阅读材料:
本文深入探讨了四个经典并发控制场景:餐厅顾客与清洁员的互动、订票与查票的互斥操作、家庭成员间水果放置与取用的协调,以及生产者与消费者对共享缓冲区的管理。通过具体代码实现,揭示了信号量、互斥锁等同步机制在避免死锁、饥饿等问题中的关键作用。
1 餐厅分为等待区、用餐区、厨房。等待区中有n个椅子,顾客来了有位置则坐下,没有就离开。厨房互斥使用,进入厨房后椅子后椅子空出来供顾客坐下。用餐处有m个位置,用完厨房看用餐处是否有空位,如果有空位则顾客从厨房出来并叫清洁员A清扫,没有则坐在厨房等待。顾客到用餐处用餐后,通知清洁员B进行打扫。
#include<stdio.h>
#include<conio.h>
typedef int semaphore;
struct process
{
};
typedef struct
{
int value; //资源个数
struct process *L;
}ss;
void P(int *n)
{
(*n)--; //申请一个资源
printf("apply a resource! n=%d\n",(*n));
if((*n)<0)printf("no resources available,block the process!\n");
}
void V(int *n)

数据条目:
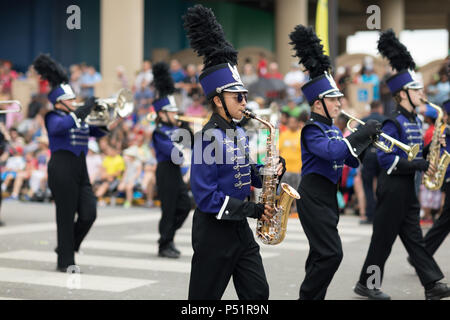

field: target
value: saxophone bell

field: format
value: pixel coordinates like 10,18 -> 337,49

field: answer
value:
242,109 -> 300,245
421,99 -> 450,191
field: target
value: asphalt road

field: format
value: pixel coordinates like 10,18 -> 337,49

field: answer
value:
0,201 -> 450,300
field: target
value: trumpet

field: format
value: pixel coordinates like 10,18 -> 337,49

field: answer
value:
0,100 -> 22,114
341,110 -> 420,161
72,89 -> 134,126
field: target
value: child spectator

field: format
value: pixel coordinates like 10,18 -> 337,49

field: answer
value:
10,152 -> 38,200
25,136 -> 50,201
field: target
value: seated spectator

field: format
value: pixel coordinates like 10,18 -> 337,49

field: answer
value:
0,93 -> 23,129
180,64 -> 200,97
134,60 -> 153,91
2,146 -> 26,192
116,66 -> 129,89
170,59 -> 186,84
95,145 -> 125,206
281,98 -> 302,118
241,62 -> 258,87
185,93 -> 208,118
117,146 -> 142,209
132,130 -> 156,208
69,64 -> 83,96
134,81 -> 154,123
10,152 -> 38,200
284,62 -> 306,98
0,61 -> 18,94
279,111 -> 290,133
257,52 -> 267,78
25,136 -> 51,201
264,62 -> 283,80
80,66 -> 102,99
357,56 -> 380,100
278,117 -> 302,212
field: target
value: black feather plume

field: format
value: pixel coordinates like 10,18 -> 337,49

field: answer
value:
378,29 -> 416,71
289,25 -> 331,79
153,62 -> 175,99
33,54 -> 69,88
183,5 -> 238,69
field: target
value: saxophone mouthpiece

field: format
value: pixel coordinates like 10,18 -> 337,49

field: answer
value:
242,108 -> 256,119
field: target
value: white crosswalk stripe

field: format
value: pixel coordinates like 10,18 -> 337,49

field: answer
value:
0,214 -> 372,300
0,264 -> 157,292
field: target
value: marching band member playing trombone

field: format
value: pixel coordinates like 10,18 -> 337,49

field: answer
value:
152,62 -> 193,259
354,30 -> 450,300
290,25 -> 381,300
33,55 -> 108,272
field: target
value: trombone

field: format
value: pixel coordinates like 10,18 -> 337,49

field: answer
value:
146,112 -> 209,125
341,110 -> 420,161
0,100 -> 22,114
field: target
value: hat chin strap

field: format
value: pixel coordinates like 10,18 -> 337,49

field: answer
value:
319,98 -> 333,120
218,93 -> 234,127
56,100 -> 72,113
403,89 -> 417,111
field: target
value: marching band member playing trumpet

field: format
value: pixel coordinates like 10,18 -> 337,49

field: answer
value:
33,55 -> 108,272
354,29 -> 450,300
422,100 -> 450,260
289,25 -> 381,300
152,62 -> 193,259
184,5 -> 283,300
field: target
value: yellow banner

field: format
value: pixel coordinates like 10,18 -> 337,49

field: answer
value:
316,0 -> 330,56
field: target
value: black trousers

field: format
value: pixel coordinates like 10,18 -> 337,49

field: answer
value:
359,170 -> 444,286
188,209 -> 269,300
361,147 -> 380,221
424,182 -> 450,255
48,150 -> 97,268
297,174 -> 343,300
156,162 -> 191,250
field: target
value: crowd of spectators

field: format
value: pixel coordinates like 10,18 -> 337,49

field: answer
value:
0,54 -> 450,226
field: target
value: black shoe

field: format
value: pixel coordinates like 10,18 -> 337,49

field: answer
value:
56,265 -> 83,274
425,282 -> 450,300
169,242 -> 181,255
158,247 -> 180,259
353,282 -> 391,300
406,256 -> 414,267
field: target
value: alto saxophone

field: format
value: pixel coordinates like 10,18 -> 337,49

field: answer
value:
243,109 -> 300,245
422,100 -> 450,190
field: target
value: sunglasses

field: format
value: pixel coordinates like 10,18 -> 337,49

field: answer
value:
234,92 -> 248,103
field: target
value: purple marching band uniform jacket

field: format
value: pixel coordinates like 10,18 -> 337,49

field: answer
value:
442,99 -> 450,182
301,112 -> 359,184
152,123 -> 184,165
45,110 -> 107,156
377,107 -> 423,175
191,114 -> 262,220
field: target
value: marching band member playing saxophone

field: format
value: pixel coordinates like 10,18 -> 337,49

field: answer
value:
422,100 -> 450,260
290,25 -> 381,300
354,29 -> 450,300
33,55 -> 108,272
184,5 -> 284,300
152,62 -> 193,259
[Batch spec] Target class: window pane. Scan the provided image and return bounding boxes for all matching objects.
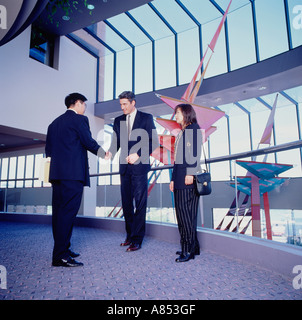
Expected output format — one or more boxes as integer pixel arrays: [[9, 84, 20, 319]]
[[202, 17, 227, 78], [1, 158, 8, 188], [135, 42, 153, 94], [288, 0, 302, 48], [228, 5, 256, 70], [178, 28, 201, 84], [16, 156, 25, 188], [155, 37, 176, 90], [8, 157, 17, 188], [116, 49, 133, 95], [25, 155, 34, 188], [34, 153, 43, 187], [255, 0, 288, 60], [99, 54, 115, 101]]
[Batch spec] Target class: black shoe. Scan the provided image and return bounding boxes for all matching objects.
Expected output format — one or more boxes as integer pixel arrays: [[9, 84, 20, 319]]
[[126, 243, 141, 252], [52, 257, 84, 267], [120, 239, 131, 247], [175, 252, 195, 262], [68, 250, 80, 258], [175, 247, 200, 256]]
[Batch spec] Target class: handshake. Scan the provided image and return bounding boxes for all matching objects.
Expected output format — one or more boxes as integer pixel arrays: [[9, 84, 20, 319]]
[[104, 151, 139, 164], [104, 151, 112, 160]]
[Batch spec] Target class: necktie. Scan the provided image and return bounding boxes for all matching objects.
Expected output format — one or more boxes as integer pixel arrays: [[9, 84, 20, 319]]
[[127, 114, 131, 140]]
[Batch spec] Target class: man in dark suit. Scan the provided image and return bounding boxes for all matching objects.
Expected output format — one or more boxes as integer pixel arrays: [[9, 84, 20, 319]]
[[105, 91, 159, 251], [45, 93, 105, 267]]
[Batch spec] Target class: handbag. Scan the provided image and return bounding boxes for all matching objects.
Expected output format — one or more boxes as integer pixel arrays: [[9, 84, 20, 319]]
[[195, 146, 212, 196]]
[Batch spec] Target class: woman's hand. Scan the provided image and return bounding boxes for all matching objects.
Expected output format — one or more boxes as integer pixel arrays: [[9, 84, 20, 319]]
[[185, 175, 194, 185]]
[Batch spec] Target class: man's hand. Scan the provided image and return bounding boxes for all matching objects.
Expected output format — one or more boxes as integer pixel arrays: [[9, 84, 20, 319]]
[[126, 153, 139, 164], [105, 151, 112, 160]]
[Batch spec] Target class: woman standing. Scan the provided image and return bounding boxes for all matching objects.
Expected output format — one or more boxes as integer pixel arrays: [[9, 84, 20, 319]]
[[170, 104, 202, 262]]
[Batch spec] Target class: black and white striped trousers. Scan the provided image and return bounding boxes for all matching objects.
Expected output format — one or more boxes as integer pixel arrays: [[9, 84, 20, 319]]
[[174, 188, 199, 253]]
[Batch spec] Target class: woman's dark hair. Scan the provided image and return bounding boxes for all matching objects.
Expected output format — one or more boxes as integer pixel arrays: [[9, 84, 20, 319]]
[[65, 92, 87, 108], [175, 103, 197, 126]]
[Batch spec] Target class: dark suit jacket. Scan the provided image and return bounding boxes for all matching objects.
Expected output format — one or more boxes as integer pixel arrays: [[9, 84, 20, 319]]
[[109, 110, 159, 175], [171, 123, 202, 189], [45, 110, 105, 186]]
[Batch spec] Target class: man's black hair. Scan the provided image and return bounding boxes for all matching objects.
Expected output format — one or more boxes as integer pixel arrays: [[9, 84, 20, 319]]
[[65, 92, 87, 108]]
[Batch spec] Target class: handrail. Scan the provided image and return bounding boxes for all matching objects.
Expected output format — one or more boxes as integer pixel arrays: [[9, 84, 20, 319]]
[[90, 140, 302, 177], [0, 140, 302, 182]]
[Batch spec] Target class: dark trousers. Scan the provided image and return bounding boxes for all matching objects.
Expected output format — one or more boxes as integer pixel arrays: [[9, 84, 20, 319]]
[[52, 180, 84, 261], [121, 165, 148, 244], [174, 188, 199, 253]]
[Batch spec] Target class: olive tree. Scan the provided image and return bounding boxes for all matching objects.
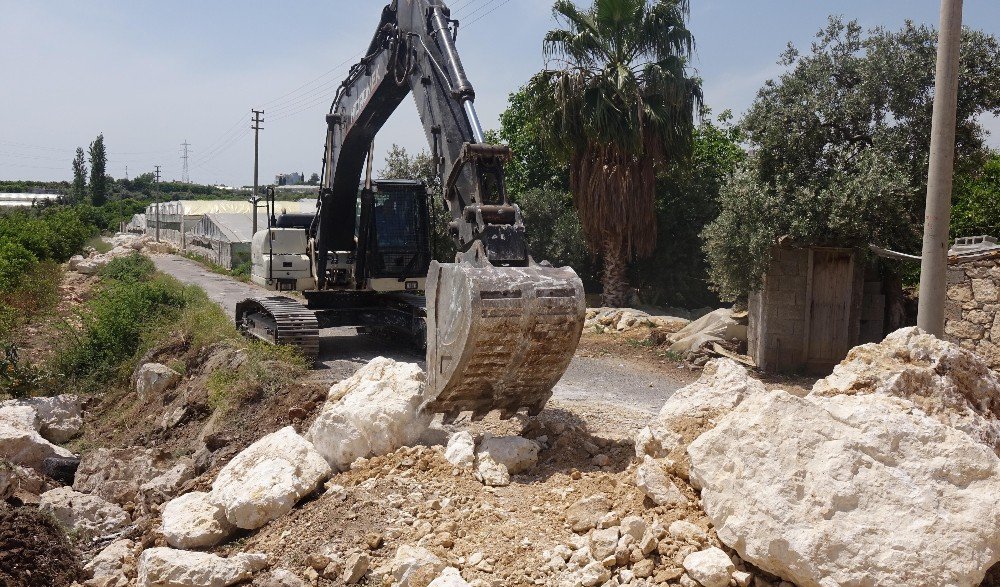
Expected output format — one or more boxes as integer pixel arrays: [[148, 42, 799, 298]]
[[702, 17, 1000, 301]]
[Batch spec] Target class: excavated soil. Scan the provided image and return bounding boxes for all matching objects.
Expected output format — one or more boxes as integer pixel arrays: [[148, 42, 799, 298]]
[[233, 403, 717, 586], [0, 503, 85, 587]]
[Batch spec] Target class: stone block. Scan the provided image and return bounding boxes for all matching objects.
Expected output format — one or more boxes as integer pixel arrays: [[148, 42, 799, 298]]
[[972, 279, 998, 304], [948, 280, 973, 302], [944, 320, 986, 340]]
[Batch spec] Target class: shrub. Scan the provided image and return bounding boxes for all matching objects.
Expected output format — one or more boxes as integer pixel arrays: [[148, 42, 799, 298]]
[[57, 255, 186, 383], [0, 240, 38, 292]]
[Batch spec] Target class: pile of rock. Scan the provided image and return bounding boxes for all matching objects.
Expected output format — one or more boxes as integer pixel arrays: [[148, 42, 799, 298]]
[[305, 357, 431, 471], [161, 427, 331, 549], [0, 395, 83, 473], [69, 234, 153, 275], [680, 329, 1000, 587], [583, 308, 691, 333], [445, 431, 541, 487], [148, 357, 434, 585], [544, 494, 752, 587]]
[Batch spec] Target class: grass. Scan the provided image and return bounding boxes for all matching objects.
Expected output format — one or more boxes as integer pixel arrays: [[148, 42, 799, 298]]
[[206, 341, 308, 411], [0, 253, 307, 418], [0, 261, 63, 341], [53, 254, 307, 410]]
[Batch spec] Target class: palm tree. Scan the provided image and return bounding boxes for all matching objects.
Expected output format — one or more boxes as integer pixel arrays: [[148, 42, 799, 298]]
[[528, 0, 702, 306]]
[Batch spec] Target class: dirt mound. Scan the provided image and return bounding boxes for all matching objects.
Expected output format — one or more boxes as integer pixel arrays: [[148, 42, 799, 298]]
[[0, 504, 85, 587], [238, 410, 715, 585]]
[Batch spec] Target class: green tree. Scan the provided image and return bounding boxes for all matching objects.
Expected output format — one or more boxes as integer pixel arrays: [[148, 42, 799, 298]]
[[527, 0, 701, 306], [633, 109, 746, 308], [491, 88, 569, 194], [90, 134, 109, 206], [703, 17, 1000, 301], [951, 153, 1000, 238], [70, 147, 87, 203]]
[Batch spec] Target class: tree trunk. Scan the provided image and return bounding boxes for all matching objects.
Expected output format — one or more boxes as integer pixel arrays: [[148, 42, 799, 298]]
[[601, 243, 632, 308]]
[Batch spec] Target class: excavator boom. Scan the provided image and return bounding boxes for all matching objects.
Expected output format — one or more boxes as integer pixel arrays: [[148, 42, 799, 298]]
[[252, 0, 586, 418]]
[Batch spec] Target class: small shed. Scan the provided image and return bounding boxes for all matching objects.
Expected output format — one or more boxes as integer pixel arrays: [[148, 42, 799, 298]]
[[122, 214, 146, 234], [747, 246, 885, 375], [188, 213, 256, 269], [945, 236, 1000, 369]]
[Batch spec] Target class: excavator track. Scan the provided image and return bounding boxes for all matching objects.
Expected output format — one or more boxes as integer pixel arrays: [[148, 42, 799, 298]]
[[423, 248, 586, 421], [236, 296, 319, 362]]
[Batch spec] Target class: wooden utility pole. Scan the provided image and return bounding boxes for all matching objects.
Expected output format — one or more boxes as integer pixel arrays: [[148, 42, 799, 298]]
[[250, 110, 264, 234], [153, 165, 160, 242], [917, 0, 962, 336]]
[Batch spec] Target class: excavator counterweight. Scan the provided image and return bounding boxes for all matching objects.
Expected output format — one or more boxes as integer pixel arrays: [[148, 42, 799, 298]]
[[424, 248, 586, 421]]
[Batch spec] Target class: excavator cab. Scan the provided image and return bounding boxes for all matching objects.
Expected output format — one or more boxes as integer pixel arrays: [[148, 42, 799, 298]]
[[354, 180, 431, 292]]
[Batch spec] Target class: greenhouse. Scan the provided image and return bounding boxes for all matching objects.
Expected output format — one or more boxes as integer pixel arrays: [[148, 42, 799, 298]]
[[122, 214, 146, 234], [187, 213, 256, 269], [146, 200, 254, 249]]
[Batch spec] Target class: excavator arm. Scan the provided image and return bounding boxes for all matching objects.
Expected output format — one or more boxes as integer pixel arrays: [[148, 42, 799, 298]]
[[311, 0, 586, 418], [314, 0, 529, 274]]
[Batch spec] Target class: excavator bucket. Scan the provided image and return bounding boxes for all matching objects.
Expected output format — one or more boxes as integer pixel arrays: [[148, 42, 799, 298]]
[[423, 248, 586, 421]]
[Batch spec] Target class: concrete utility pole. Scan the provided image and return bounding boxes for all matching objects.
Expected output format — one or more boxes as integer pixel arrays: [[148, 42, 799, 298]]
[[181, 139, 191, 183], [250, 110, 264, 234], [917, 0, 962, 336], [153, 165, 160, 242]]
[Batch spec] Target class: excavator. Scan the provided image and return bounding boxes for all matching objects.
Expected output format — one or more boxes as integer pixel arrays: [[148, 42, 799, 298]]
[[236, 0, 586, 421]]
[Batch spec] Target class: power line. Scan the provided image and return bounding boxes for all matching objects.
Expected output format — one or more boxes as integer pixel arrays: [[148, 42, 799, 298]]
[[193, 128, 251, 168], [250, 110, 264, 234], [264, 51, 364, 110], [465, 0, 510, 27]]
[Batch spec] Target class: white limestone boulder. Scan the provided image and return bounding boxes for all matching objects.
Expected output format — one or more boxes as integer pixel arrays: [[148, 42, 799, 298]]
[[75, 255, 111, 275], [476, 434, 539, 487], [427, 567, 469, 587], [392, 544, 446, 587], [73, 447, 195, 506], [635, 456, 688, 507], [809, 328, 1000, 455], [160, 491, 234, 550], [305, 357, 432, 471], [138, 548, 267, 587], [135, 363, 181, 402], [684, 547, 736, 587], [0, 405, 73, 471], [0, 394, 83, 444], [83, 540, 137, 583], [688, 391, 1000, 587], [38, 487, 132, 537], [208, 426, 331, 530], [444, 430, 476, 467], [635, 359, 765, 461]]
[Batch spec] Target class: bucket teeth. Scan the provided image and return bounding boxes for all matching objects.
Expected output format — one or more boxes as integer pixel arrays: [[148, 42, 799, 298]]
[[236, 296, 319, 362], [424, 260, 586, 420]]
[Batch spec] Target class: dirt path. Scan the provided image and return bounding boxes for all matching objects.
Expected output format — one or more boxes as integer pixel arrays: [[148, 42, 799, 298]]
[[153, 255, 690, 413]]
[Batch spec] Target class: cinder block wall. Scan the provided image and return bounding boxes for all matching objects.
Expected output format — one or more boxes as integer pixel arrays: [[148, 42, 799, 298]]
[[945, 254, 1000, 369], [747, 247, 809, 372]]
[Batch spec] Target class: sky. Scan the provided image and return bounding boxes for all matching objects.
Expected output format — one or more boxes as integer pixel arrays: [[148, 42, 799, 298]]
[[0, 0, 1000, 185]]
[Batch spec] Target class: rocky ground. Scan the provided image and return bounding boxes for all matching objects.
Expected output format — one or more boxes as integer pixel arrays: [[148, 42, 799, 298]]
[[0, 237, 1000, 587]]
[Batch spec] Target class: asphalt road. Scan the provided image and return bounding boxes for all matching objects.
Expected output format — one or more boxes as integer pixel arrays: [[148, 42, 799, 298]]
[[152, 255, 682, 413]]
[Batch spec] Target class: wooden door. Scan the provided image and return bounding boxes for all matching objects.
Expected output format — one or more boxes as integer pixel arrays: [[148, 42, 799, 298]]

任务:
[1] 请照原样复制阅读材料中的一段文字:从含有“1 餐厅分为等待区、用餐区、”的语句开始,到“void P(int *n)”结束。
[2] 根据阅读材料,顾客在用餐处用餐后会通知谁进行打扫?
[3] 列出阅读材料开头提到的全部经典并发控制场景。

结果:
[1]
1 餐厅分为等待区、用餐区、厨房。等待区中有n个椅子,顾客来了有位置则坐下,没有就离开。厨房互斥使用,进入厨房后椅子后椅子空出来供顾客坐下。用餐处有m个位置,用完厨房看用餐处是否有空位,如果有空位则顾客从厨房出来并叫清洁员A清扫,没有则坐在厨房等待。顾客到用餐处用餐后,通知清洁员B进行打扫。
#include<stdio.h>
#include<conio.h>
typedef int semaphore;
struct process
{
};
typedef struct
{
int value; //资源个数
struct process *L;
}ss;
void P(int *n)

[2] 清洁员B

[3] 餐厅顾客与清洁员的互动;订票与查票的互斥操作;家庭成员间水果放置与取用的协调;生产者与消费者对共享缓冲区的管理